### [WHAT IS BEING ASKED]
For each record below, output its text exactly and skip any picture.
START DATASET EXTRACT
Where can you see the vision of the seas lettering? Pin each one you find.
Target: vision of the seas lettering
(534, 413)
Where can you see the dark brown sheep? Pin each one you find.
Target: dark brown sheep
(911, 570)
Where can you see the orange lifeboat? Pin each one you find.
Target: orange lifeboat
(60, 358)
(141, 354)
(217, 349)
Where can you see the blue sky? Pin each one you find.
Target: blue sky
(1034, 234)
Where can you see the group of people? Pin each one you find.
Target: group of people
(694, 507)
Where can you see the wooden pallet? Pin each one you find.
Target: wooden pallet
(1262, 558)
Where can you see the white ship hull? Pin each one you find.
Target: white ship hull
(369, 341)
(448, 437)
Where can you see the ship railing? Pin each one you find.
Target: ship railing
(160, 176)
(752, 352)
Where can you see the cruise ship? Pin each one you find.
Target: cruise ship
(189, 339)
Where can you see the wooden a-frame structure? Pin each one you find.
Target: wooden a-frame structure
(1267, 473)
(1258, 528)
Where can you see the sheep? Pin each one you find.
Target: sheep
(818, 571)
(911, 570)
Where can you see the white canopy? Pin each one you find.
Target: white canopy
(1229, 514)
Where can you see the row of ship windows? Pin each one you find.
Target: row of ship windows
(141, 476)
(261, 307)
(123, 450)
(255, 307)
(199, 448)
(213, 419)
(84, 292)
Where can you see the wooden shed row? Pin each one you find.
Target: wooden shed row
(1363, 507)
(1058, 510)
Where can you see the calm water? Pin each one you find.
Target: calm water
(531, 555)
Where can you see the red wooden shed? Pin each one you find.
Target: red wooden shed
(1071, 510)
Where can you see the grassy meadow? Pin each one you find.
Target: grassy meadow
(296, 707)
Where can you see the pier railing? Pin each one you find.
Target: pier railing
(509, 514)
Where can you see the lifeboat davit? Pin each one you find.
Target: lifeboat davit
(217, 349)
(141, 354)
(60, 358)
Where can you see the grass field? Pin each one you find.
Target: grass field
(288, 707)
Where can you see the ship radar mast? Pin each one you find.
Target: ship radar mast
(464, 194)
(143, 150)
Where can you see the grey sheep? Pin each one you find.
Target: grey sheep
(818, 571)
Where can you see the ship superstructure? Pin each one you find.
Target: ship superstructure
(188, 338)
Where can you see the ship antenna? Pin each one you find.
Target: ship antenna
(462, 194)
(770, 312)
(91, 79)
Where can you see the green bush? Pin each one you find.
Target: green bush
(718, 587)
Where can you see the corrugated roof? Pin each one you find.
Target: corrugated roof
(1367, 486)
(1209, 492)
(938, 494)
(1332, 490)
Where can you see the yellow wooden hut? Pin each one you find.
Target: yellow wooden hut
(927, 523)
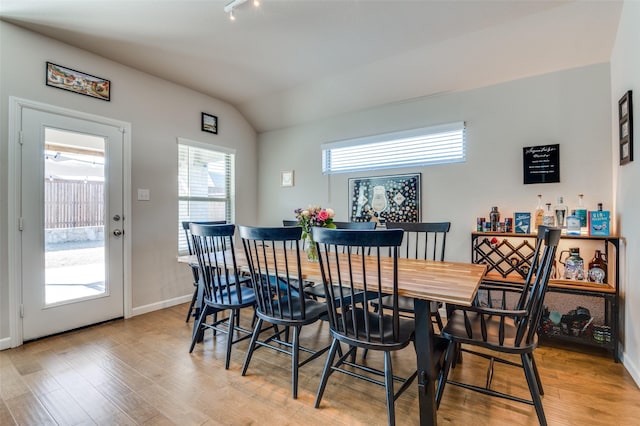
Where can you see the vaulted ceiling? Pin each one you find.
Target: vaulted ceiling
(289, 62)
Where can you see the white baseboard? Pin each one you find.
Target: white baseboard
(5, 343)
(160, 305)
(632, 367)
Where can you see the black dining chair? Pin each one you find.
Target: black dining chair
(316, 291)
(500, 330)
(223, 288)
(280, 299)
(426, 241)
(354, 321)
(194, 309)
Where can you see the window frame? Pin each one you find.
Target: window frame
(406, 137)
(228, 199)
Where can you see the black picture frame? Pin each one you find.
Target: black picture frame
(77, 82)
(209, 123)
(625, 128)
(541, 164)
(394, 198)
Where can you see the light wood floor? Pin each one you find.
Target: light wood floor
(139, 372)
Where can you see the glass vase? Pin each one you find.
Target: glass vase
(311, 249)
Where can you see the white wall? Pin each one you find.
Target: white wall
(571, 108)
(625, 75)
(159, 113)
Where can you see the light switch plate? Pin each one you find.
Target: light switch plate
(143, 195)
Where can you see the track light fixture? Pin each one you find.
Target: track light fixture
(235, 3)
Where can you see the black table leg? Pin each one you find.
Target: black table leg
(424, 354)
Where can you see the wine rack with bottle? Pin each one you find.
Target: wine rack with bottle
(508, 258)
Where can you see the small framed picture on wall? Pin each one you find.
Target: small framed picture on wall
(625, 128)
(286, 178)
(209, 123)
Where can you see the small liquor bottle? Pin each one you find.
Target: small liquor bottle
(548, 218)
(539, 213)
(494, 218)
(573, 224)
(561, 212)
(581, 212)
(598, 268)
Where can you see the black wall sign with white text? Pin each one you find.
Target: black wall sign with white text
(541, 164)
END DATASET EXTRACT
### [EXERCISE SOLUTION]
Where can you see the vision of the seas lettering? Pin each one you find.
Target: vision of the seas lettering
(534, 413)
Where can you see the dark brown sheep? Pin each one you find.
Target: dark brown sheep
(911, 570)
Where can you see the orange lifeboat? Pin each one you find.
Target: orange lifeboat
(60, 358)
(141, 354)
(217, 349)
Where can you see the blue sky? Pin each one you find.
Target: blue sky
(1034, 234)
Where can you see the group of people? Pin each one you find.
Target: group of people
(694, 507)
Where can you see the wooden pallet? Pin each one you find.
Target: wooden pallet
(1262, 558)
Where can you see the white ship hull? Pin each one you find.
Target: white ship hull
(369, 341)
(448, 437)
Where can you see the ship railing? Pin each one you find.
Target: ship railing
(160, 176)
(752, 352)
Where can you see the cruise ship? Pin each one you find.
Target: cruise ship
(189, 339)
Where can you see the wooden a-frame structure? Pin each one you find.
Target: wooden a-frame structure
(1267, 473)
(1258, 528)
Where can you see the sheep? Pin each one you find.
Target: sheep
(818, 571)
(911, 570)
Where can you see the white canopy? Pin each one you find.
Target: white canopy
(1229, 514)
Where can you see the row of ship windows? Pin each one you find.
Target: row of ship windows
(141, 476)
(261, 307)
(123, 450)
(255, 307)
(199, 448)
(213, 419)
(84, 292)
Where can you see the wooden shed row? Pin each one you find.
Target: wooden shed row
(1363, 507)
(1058, 510)
Where can you see the calm water? Pin each one you find.
Target: calm water
(531, 555)
Where can you see the red wooden shed? Pin each one you find.
Target: red wooden shed
(1071, 510)
Where can you see the grassy meadow? Pin each one you find.
Target: grassy meadow
(296, 707)
Where can you see the pier railing? Pin each one you find.
Target: pier railing
(509, 514)
Where can you see the lifeboat davit? Pin each one you find.
Target: lifeboat davit
(217, 349)
(141, 354)
(60, 358)
Where can you see the grass field? Pin each one you find.
Target: grass field
(288, 707)
Where can you see the ship radar mast? Pin each one you find.
Target: ship radar mast
(464, 194)
(143, 150)
Where can you see the grey sheep? Pin each one you find.
Target: grey sheep
(818, 571)
Where can you see the ship superstructure? Pin each one you find.
Target: ship superstructure
(188, 338)
Where can you see the ship antenna? Pin each one you find.
Target: ship antenna
(462, 194)
(770, 312)
(91, 79)
Where can you see the green bush? Pin each one you find.
Target: green bush
(718, 587)
Where can you see the corrugated roof? Pin each one you find.
Target: corrugated roof
(1367, 486)
(1209, 492)
(938, 494)
(1332, 490)
Where can you see the yellow wooden hut? Pin each one you find.
Target: yellow wooden hut
(927, 523)
Where can you see the vaulted ceiling? Pin each one you find.
Target: vaulted ceiling
(289, 62)
Where can you see the white baseboard? Pin each one you find.
Target: white baseboard
(5, 343)
(160, 305)
(632, 367)
Where can you see the black dining chair? Pin each one you find.
Target: black dining chair
(316, 291)
(500, 330)
(223, 288)
(280, 299)
(426, 241)
(354, 321)
(194, 309)
Where can you see the window frame? Pin each one you find.
Target: window frame
(406, 137)
(228, 199)
Where can you see the black picture frame? Pin each one you find.
Target: black picture frame
(77, 82)
(209, 123)
(625, 128)
(541, 164)
(394, 198)
Where can you see the light wood floor? Pin each one you find.
Target: light wood floor
(139, 372)
Where can you see the glass vase? Pin each one you find.
Target: glass vase
(311, 249)
Where can you see the white wall? Pin each one you find.
Target: white wall
(571, 108)
(625, 75)
(159, 113)
Where can you see the light switch plate? Pin each one you find.
Target: light switch plate
(143, 195)
Where can you see the track light fixture? Pin each one you find.
Target: track light fixture
(235, 3)
Where can you see the black table leg? Pin each one you find.
Target: black table leg
(424, 354)
Where can you see the wine rack with bottle? Pin each one you find.
Target: wine rack with bottle
(508, 258)
Where can you see the small framed picture on wall? Pin each one you find.
Target: small framed picture on wall
(625, 128)
(286, 178)
(209, 123)
Where can you see the small liquor bottle? Pin each one you find.
Target: small liquor bottle
(548, 218)
(539, 213)
(494, 218)
(573, 224)
(561, 212)
(581, 212)
(598, 268)
Where can you see the black wall sign with white text? Pin each one you find.
Target: black wall sign with white text
(541, 164)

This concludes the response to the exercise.